REQUIREMENTS: Retype precisely the section of the data that starts at the line containing "Point out every instance of the power" and runs to its final line, ends included.
== == ==
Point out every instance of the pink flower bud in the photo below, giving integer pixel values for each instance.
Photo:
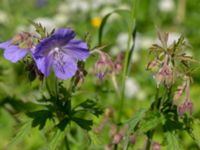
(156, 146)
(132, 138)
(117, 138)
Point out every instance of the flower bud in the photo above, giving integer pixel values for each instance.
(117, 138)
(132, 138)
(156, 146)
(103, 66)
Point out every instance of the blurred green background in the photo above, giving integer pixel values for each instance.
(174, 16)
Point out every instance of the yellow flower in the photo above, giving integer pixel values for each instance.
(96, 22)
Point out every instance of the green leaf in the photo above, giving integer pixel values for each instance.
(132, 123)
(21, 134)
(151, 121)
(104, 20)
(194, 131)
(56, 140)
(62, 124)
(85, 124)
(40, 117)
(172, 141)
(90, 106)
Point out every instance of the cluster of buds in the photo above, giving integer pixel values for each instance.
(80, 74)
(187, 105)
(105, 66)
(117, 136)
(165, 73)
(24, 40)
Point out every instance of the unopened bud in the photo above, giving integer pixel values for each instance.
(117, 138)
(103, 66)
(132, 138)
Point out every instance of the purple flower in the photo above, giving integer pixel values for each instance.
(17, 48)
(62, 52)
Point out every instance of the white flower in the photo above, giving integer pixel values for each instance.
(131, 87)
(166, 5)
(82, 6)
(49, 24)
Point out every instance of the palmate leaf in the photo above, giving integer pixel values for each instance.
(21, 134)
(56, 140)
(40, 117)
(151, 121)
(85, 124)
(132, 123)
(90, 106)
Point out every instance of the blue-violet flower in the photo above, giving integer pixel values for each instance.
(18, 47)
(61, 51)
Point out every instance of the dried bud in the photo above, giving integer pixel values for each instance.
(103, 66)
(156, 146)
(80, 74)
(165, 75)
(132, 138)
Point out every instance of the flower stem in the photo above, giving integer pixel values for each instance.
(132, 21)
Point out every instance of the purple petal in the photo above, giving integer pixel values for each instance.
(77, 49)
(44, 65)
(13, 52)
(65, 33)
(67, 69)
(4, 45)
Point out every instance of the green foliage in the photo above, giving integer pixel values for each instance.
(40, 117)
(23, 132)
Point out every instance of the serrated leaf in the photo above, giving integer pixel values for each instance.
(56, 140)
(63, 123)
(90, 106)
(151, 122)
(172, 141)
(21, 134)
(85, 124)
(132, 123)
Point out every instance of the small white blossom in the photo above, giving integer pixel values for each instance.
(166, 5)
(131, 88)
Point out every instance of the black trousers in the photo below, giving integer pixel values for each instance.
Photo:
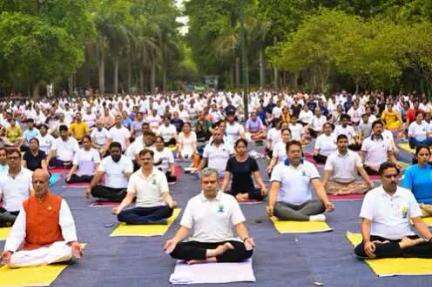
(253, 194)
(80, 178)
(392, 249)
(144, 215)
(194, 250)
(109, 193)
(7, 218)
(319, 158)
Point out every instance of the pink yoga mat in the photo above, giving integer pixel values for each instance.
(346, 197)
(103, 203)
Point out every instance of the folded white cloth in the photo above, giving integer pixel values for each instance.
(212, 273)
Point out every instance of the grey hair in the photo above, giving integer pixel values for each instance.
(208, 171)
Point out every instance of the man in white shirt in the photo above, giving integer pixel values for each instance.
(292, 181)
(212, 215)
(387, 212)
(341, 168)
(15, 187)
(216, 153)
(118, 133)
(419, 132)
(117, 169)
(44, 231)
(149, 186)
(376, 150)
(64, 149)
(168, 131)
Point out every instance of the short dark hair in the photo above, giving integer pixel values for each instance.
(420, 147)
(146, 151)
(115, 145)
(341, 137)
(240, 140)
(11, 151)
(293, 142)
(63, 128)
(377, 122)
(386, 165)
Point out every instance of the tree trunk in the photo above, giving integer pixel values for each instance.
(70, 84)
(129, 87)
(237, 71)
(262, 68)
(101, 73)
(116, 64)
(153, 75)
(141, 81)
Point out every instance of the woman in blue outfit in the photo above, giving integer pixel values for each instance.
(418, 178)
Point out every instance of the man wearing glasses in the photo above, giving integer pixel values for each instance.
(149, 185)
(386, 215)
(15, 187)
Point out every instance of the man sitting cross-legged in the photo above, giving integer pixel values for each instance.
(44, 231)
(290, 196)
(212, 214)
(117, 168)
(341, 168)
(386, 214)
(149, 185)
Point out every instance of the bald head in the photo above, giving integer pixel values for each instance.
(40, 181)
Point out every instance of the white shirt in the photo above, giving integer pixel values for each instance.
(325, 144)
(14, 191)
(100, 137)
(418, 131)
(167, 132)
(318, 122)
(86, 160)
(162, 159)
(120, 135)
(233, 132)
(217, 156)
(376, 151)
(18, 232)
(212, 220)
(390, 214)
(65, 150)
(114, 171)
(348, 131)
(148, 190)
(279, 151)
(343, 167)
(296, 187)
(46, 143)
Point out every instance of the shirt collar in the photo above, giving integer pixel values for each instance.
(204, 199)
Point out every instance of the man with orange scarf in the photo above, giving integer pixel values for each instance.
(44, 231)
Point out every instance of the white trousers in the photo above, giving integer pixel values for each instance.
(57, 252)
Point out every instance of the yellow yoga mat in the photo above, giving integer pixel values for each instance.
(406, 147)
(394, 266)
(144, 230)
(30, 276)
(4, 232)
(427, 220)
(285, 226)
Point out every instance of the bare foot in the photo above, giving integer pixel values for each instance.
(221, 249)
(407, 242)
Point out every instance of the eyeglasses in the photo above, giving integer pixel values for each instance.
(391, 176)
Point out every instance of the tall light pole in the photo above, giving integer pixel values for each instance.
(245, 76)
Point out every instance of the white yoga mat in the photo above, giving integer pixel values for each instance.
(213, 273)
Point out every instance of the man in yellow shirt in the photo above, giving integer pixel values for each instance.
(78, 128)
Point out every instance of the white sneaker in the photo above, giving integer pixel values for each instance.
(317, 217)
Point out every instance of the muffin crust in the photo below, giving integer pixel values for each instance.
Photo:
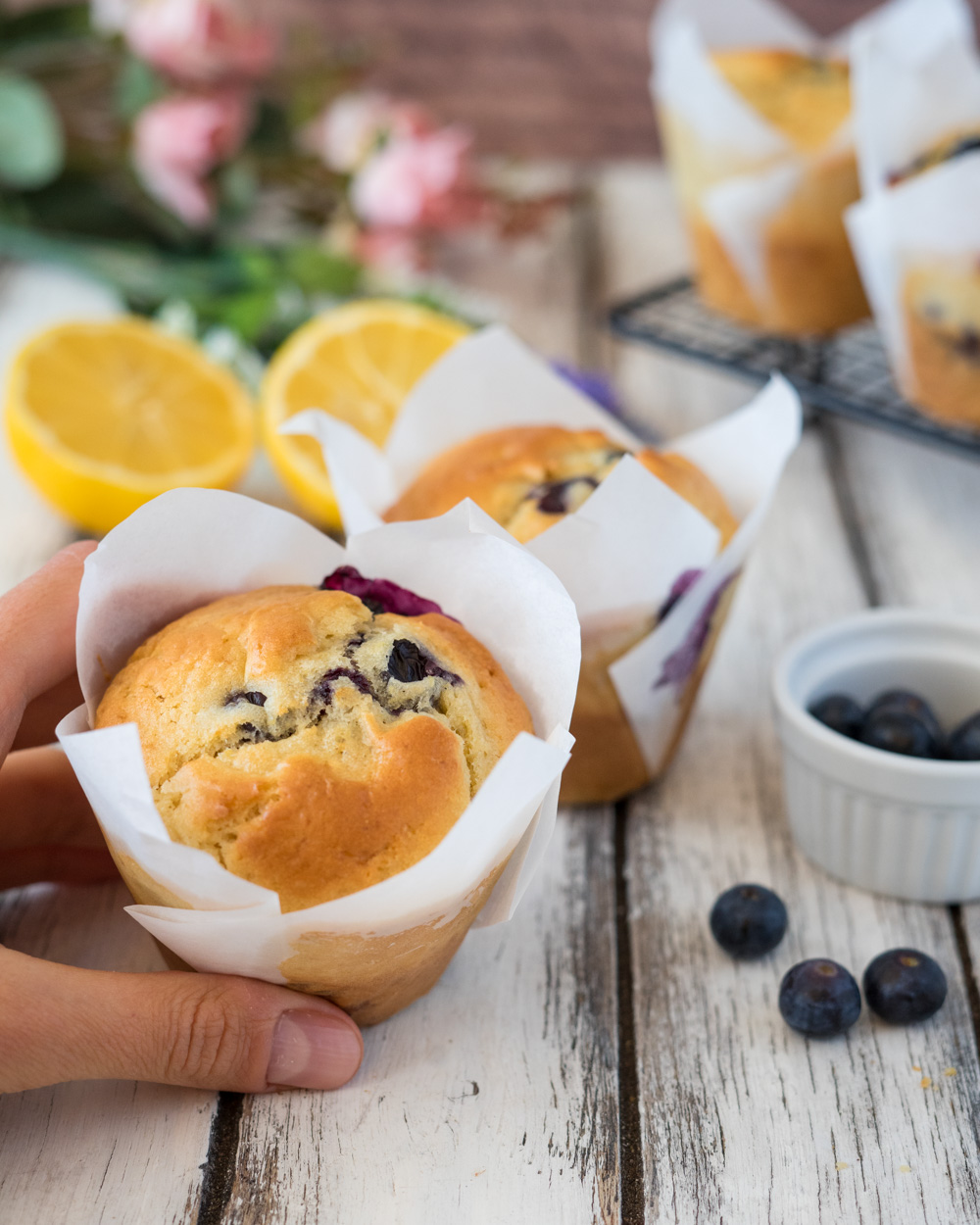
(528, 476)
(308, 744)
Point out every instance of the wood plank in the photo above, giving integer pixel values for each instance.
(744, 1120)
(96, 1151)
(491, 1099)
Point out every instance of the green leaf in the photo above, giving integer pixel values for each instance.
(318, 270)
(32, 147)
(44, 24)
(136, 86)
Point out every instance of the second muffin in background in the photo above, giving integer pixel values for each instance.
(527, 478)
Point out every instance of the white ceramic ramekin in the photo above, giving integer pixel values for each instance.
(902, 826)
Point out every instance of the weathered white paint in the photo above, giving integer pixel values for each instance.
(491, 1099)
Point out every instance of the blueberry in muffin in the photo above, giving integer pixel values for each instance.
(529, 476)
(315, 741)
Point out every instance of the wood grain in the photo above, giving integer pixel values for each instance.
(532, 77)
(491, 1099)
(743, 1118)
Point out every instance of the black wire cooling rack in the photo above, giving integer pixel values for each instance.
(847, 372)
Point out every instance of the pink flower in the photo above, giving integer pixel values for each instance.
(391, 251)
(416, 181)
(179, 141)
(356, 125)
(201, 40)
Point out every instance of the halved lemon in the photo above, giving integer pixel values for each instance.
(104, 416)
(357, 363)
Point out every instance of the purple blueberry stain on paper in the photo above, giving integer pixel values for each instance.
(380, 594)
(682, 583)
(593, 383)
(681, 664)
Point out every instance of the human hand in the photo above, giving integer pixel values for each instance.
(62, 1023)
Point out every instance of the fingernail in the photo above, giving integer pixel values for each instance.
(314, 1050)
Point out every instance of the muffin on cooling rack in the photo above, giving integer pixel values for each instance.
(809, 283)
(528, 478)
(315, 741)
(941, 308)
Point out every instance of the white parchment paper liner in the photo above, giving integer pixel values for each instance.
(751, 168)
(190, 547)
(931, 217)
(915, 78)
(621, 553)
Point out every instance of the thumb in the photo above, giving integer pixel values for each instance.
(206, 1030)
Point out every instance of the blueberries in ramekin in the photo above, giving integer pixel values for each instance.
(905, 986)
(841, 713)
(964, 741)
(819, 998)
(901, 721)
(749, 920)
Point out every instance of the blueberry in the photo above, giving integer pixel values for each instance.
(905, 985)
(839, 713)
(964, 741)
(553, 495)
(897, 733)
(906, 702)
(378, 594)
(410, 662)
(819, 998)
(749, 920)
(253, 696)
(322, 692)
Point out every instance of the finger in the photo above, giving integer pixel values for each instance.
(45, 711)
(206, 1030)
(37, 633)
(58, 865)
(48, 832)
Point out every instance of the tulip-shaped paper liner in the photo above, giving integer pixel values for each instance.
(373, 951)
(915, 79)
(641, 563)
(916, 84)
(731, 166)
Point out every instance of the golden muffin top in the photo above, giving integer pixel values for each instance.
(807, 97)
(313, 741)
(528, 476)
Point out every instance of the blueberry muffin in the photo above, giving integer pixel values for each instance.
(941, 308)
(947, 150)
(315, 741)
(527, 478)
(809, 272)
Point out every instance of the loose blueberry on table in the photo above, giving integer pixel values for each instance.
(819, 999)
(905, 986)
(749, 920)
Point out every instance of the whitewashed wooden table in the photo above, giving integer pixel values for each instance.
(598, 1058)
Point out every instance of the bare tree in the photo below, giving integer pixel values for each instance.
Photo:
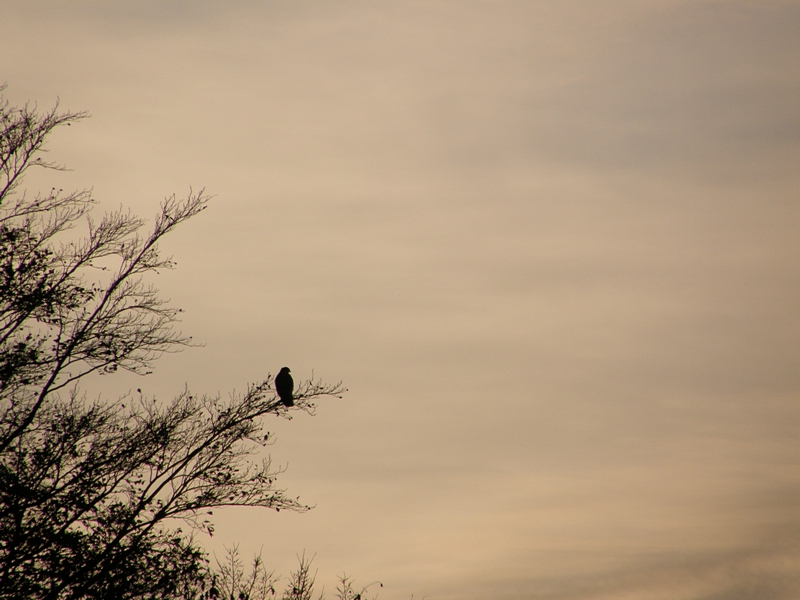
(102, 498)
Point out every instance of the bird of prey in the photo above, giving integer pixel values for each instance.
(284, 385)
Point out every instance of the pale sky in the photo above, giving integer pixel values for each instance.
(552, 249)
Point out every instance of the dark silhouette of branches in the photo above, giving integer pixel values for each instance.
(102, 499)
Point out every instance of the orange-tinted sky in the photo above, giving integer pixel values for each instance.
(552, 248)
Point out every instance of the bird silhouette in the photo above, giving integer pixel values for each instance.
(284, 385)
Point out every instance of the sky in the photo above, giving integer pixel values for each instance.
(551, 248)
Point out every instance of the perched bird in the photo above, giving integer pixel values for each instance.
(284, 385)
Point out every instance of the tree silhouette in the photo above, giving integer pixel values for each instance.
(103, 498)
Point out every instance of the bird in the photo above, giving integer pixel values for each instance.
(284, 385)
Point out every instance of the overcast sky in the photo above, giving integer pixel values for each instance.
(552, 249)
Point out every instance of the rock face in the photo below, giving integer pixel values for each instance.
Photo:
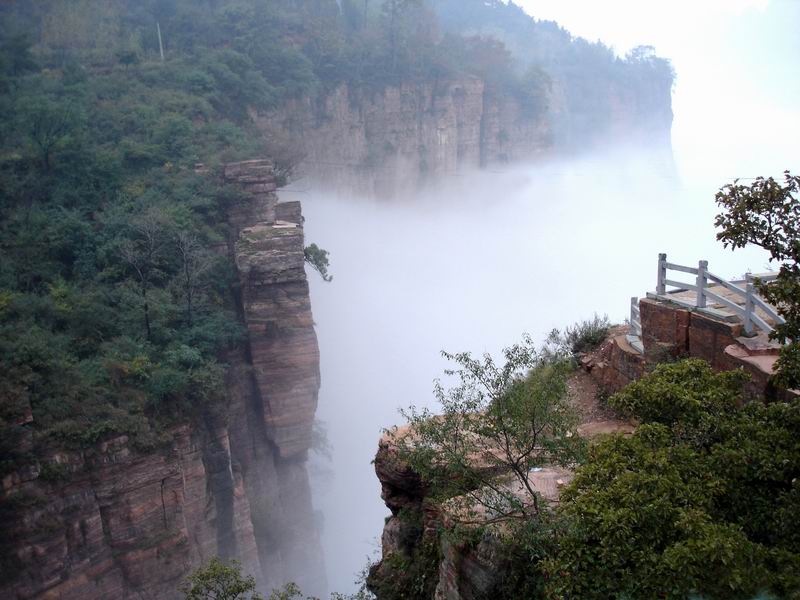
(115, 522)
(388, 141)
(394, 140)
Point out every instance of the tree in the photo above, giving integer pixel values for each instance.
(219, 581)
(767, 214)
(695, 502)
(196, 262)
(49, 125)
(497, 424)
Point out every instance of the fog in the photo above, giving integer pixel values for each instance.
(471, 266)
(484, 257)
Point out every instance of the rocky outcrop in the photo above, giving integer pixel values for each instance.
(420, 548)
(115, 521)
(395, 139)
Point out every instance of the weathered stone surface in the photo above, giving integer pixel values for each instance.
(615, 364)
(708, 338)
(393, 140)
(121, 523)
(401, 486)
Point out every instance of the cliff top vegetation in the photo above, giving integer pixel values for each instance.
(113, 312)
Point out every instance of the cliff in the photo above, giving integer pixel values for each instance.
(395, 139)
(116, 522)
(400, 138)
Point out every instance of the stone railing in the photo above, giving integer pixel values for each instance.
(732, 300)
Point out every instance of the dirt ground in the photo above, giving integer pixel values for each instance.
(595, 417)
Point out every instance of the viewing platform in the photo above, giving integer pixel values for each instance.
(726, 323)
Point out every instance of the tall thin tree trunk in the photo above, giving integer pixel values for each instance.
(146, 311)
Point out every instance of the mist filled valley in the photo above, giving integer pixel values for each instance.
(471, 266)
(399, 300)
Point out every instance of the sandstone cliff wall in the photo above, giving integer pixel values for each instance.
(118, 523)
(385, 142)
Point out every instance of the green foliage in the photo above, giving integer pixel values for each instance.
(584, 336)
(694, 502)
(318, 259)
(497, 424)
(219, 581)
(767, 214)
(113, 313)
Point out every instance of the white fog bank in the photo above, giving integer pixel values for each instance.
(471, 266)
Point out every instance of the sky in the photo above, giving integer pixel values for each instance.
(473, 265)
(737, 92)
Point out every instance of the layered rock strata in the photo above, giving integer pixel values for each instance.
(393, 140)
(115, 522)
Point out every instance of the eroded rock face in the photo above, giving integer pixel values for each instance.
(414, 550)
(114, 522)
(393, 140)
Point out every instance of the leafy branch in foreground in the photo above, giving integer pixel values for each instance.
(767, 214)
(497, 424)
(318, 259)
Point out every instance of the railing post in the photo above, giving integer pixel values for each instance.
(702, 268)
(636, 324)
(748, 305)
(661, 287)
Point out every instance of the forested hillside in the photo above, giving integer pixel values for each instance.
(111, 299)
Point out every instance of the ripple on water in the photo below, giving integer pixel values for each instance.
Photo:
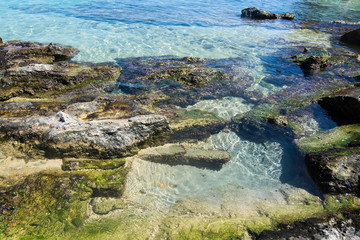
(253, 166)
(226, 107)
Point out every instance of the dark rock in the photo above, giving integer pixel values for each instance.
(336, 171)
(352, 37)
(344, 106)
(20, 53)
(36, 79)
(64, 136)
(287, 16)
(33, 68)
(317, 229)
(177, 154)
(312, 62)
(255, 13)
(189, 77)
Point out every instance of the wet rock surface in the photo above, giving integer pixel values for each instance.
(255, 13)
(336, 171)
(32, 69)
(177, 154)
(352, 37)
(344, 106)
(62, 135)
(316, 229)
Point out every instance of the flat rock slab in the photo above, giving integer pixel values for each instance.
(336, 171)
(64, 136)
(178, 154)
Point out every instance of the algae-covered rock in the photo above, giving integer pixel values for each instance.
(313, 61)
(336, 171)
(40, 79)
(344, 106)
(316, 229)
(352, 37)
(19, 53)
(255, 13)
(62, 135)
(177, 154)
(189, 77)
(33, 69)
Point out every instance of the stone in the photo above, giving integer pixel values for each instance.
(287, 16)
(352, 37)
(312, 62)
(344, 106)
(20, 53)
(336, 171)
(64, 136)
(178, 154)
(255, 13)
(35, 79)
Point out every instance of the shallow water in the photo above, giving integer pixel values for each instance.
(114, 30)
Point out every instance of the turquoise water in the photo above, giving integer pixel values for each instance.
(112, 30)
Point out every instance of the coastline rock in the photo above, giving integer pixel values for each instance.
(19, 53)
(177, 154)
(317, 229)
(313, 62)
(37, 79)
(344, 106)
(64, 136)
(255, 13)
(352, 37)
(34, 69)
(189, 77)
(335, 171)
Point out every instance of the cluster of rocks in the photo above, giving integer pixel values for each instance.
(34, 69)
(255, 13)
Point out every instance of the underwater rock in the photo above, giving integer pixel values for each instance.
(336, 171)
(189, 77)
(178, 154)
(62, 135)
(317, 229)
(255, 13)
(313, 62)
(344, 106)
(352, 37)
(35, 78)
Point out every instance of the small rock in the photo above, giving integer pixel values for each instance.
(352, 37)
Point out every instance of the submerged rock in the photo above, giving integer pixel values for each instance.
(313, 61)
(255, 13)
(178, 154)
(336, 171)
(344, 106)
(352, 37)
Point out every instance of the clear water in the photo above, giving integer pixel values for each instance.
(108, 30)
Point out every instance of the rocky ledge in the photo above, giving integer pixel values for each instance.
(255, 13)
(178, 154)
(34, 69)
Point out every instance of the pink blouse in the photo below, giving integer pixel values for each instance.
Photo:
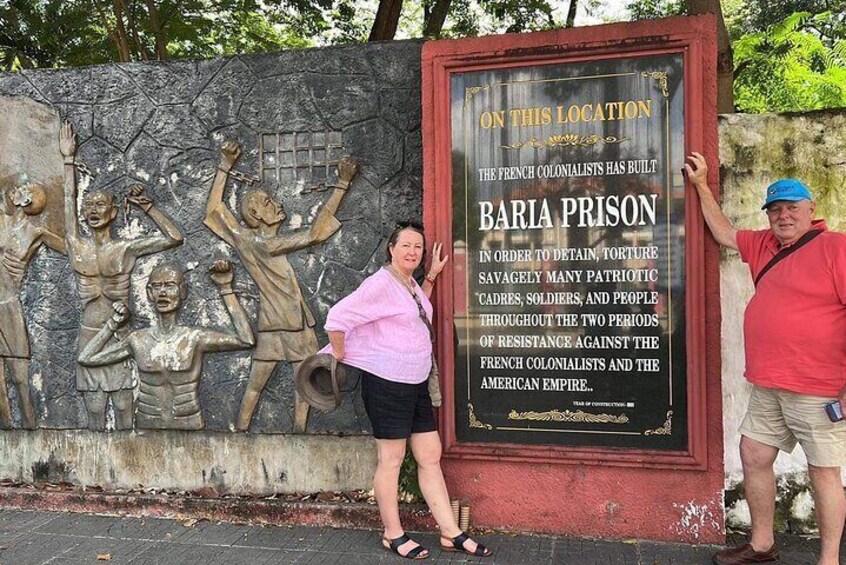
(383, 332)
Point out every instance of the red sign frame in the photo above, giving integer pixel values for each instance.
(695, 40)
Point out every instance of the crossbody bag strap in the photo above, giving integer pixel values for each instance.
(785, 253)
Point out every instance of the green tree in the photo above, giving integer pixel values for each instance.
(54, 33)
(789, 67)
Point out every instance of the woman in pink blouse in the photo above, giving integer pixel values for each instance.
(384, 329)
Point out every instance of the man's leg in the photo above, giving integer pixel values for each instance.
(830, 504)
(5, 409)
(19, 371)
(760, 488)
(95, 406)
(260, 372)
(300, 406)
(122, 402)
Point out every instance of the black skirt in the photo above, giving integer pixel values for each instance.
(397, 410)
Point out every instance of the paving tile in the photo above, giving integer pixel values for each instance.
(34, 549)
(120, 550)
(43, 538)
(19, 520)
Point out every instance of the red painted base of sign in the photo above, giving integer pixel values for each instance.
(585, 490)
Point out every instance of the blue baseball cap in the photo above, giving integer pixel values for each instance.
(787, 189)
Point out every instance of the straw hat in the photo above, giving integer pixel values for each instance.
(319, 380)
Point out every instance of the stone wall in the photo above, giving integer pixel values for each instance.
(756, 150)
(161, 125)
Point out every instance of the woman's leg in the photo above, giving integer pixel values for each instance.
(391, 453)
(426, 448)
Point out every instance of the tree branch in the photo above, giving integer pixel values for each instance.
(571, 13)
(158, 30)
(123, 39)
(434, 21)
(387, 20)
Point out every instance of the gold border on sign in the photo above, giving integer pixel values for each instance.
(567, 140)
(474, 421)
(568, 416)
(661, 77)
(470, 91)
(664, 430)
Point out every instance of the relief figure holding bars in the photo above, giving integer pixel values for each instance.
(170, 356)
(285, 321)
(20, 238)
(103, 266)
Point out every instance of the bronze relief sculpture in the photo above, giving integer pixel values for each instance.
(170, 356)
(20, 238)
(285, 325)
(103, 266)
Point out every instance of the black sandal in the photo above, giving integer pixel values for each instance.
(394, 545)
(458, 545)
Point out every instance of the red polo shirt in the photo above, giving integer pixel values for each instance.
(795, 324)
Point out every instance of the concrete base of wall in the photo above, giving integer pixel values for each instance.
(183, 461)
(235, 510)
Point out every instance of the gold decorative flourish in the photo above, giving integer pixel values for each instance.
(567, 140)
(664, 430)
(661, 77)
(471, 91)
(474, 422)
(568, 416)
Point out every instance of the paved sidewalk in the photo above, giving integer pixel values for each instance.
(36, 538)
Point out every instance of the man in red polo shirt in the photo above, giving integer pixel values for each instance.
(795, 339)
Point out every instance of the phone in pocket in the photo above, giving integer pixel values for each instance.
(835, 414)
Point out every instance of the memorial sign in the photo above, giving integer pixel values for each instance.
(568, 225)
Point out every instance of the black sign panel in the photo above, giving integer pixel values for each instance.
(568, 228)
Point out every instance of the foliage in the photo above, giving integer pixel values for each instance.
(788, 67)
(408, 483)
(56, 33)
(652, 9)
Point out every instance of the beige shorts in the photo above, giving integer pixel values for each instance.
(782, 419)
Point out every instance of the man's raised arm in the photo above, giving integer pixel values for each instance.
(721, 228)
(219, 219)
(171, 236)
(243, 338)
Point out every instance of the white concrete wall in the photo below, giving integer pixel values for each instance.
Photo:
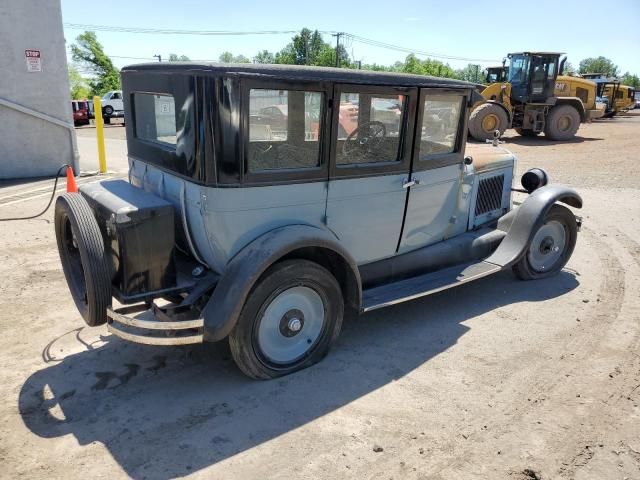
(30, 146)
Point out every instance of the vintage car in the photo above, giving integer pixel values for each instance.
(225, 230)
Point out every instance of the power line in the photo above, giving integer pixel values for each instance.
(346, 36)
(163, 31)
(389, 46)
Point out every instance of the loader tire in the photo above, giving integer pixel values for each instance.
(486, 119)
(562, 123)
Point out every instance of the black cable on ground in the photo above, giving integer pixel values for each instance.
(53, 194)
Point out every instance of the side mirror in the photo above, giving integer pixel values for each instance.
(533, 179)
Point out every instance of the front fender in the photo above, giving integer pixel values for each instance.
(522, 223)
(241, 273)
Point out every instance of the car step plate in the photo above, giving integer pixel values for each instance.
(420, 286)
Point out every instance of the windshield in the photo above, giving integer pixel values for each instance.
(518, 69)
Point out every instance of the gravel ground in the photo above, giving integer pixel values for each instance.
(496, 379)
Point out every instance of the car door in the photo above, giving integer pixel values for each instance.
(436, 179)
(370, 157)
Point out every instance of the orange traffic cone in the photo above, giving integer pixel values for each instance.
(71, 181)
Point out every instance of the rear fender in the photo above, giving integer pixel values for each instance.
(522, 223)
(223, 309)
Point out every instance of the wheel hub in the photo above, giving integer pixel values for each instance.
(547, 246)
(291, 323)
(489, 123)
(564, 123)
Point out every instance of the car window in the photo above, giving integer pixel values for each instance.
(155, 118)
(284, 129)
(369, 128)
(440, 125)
== == ==
WRITTEN ANSWER:
Point out every instance of the power line in the photo above, giving integer pixel values for each instance.
(346, 36)
(163, 31)
(389, 46)
Point out every instance of the loader tire in the photo above, giving integer pixel values for each instance.
(486, 119)
(562, 123)
Point out every instance of the black cable on ground in the photo above, giving integer pixel values for each instance.
(53, 194)
Point out every instance of the side mirror in the photo above, giving integer pixel values for each instance.
(533, 179)
Point out every instance of the front fender in the photo above, giving integer pixel values for each instance.
(522, 223)
(241, 273)
Point out every instance of the car step plate in the photo above, giving integer pixel values for each instance.
(420, 286)
Point out every instance of the windshield in the photo above, giving integer pixel values for each instance.
(518, 69)
Point out every instance of the gravel ground in the photo above, giving integer pixel values for each instance.
(496, 379)
Point out every instance of the car door in the photo above, giving integer pixel values for each instance.
(436, 179)
(370, 157)
Point out every instance of the orange traffic cone in the photo above, giving integer pixel values for each instance.
(71, 181)
Point out every instance of the rear fender in the photo above, giving integer pixel values for each instance.
(522, 223)
(223, 309)
Point out every instance of the wheel hub in the photo above, giving integer pixel values for each instance.
(547, 246)
(291, 323)
(489, 123)
(564, 123)
Point out every instance of the car window in the photo above, giving integer pixel values for each instance.
(155, 118)
(284, 129)
(369, 128)
(440, 125)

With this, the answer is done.